- _WHAT YOU ARE ASKED TO DO_:
Only the count should appear in your answer: how many lines of the data below contain the word "blue"?

■ ■ ■ ■

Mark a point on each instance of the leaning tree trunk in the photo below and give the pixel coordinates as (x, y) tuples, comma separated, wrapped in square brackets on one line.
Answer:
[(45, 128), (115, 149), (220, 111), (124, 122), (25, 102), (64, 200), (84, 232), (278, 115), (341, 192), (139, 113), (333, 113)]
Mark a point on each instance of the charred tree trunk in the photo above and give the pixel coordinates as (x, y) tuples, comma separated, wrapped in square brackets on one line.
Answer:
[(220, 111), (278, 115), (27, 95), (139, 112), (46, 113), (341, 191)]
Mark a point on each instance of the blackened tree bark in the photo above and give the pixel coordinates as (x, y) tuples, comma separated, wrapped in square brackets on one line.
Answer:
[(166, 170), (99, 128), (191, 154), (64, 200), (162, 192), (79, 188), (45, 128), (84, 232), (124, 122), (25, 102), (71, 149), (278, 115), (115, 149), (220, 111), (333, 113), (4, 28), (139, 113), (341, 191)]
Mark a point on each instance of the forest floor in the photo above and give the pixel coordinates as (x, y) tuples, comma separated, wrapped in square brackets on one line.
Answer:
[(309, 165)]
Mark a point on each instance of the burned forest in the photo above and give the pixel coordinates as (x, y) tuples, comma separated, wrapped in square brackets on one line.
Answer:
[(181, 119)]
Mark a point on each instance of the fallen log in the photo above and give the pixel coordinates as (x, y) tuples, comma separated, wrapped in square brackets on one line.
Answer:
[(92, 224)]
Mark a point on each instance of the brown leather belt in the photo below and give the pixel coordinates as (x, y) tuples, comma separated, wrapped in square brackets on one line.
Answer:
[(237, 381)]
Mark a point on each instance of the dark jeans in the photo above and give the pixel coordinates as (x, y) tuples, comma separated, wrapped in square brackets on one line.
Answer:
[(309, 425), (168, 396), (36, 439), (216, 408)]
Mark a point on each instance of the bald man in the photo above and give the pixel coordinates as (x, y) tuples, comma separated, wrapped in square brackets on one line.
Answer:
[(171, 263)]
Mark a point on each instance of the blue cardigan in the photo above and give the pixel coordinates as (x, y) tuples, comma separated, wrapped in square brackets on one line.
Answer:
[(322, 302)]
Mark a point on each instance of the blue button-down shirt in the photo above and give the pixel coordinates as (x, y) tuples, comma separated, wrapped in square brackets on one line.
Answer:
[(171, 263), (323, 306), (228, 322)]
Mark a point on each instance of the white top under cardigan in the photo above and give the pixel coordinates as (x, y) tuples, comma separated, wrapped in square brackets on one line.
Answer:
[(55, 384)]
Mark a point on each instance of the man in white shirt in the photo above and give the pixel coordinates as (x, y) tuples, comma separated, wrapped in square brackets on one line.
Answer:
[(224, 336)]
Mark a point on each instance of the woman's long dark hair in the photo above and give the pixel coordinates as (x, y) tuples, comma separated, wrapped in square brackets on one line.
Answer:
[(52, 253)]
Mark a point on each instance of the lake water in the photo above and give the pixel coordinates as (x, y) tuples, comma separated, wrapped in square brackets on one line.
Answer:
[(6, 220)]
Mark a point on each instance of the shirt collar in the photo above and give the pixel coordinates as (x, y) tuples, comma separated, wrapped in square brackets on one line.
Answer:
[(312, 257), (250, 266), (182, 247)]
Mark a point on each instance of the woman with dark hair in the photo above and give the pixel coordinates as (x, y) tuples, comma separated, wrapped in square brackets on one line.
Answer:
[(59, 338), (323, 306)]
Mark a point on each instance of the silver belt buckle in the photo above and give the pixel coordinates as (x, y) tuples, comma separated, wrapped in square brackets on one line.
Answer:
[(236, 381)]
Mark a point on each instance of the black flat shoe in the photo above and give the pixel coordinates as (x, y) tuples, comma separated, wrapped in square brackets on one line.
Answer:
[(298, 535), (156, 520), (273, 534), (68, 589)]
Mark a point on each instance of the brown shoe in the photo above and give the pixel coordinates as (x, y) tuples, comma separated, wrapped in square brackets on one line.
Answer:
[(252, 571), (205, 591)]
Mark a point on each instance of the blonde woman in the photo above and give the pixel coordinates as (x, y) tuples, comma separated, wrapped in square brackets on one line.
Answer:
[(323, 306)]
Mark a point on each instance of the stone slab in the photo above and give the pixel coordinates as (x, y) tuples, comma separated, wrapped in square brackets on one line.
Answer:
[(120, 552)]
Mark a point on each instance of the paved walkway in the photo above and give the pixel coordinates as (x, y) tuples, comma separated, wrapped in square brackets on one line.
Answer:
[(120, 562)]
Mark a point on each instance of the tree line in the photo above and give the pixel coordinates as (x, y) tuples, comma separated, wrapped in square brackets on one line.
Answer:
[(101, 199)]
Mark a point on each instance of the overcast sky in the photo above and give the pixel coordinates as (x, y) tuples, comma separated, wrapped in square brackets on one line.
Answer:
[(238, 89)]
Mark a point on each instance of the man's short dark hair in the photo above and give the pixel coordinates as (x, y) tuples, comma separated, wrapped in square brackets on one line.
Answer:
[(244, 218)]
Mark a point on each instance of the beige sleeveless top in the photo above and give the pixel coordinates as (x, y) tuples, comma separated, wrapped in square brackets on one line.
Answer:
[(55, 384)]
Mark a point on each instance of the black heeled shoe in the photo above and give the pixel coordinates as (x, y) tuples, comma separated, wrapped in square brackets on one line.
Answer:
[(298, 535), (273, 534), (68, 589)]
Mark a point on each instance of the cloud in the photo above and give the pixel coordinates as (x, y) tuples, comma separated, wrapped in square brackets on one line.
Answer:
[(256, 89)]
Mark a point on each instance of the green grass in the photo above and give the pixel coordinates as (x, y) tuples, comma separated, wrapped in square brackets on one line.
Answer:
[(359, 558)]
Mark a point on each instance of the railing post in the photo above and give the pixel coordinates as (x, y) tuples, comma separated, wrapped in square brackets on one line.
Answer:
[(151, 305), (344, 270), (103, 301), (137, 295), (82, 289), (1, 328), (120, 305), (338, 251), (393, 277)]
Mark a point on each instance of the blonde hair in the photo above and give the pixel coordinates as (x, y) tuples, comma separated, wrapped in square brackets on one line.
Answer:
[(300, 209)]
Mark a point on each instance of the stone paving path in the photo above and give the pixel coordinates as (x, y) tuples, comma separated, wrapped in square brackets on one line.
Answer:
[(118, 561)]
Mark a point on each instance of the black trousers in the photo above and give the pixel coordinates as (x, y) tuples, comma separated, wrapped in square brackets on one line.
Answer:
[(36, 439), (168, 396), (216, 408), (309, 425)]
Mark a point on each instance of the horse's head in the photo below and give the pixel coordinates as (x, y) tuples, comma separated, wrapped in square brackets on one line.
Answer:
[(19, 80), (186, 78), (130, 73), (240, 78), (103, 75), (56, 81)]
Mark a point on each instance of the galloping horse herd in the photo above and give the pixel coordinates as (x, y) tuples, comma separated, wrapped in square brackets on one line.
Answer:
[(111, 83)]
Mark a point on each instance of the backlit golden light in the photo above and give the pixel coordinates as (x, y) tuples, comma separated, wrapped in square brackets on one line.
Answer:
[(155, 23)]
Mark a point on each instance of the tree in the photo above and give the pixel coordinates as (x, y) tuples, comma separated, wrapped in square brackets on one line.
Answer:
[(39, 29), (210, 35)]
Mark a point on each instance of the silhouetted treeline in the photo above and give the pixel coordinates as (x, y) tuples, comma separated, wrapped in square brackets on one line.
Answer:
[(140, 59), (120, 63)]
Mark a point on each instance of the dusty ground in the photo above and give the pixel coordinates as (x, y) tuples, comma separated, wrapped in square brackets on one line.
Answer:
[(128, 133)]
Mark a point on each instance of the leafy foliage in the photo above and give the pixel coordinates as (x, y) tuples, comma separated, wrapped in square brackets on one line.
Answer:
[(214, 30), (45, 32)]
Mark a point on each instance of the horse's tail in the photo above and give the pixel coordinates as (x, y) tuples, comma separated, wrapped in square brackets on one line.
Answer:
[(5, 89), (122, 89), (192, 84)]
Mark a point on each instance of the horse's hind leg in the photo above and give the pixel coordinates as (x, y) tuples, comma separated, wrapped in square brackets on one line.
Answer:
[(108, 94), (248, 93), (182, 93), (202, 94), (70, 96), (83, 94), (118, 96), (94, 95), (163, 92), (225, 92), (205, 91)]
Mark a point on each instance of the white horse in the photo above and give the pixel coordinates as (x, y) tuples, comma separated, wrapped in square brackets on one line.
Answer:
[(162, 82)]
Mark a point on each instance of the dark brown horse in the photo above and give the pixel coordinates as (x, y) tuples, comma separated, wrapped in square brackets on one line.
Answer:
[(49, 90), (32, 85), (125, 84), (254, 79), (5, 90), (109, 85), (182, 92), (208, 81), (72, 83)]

■ ■ ■ ■

- _TASK SOLUTION_:
2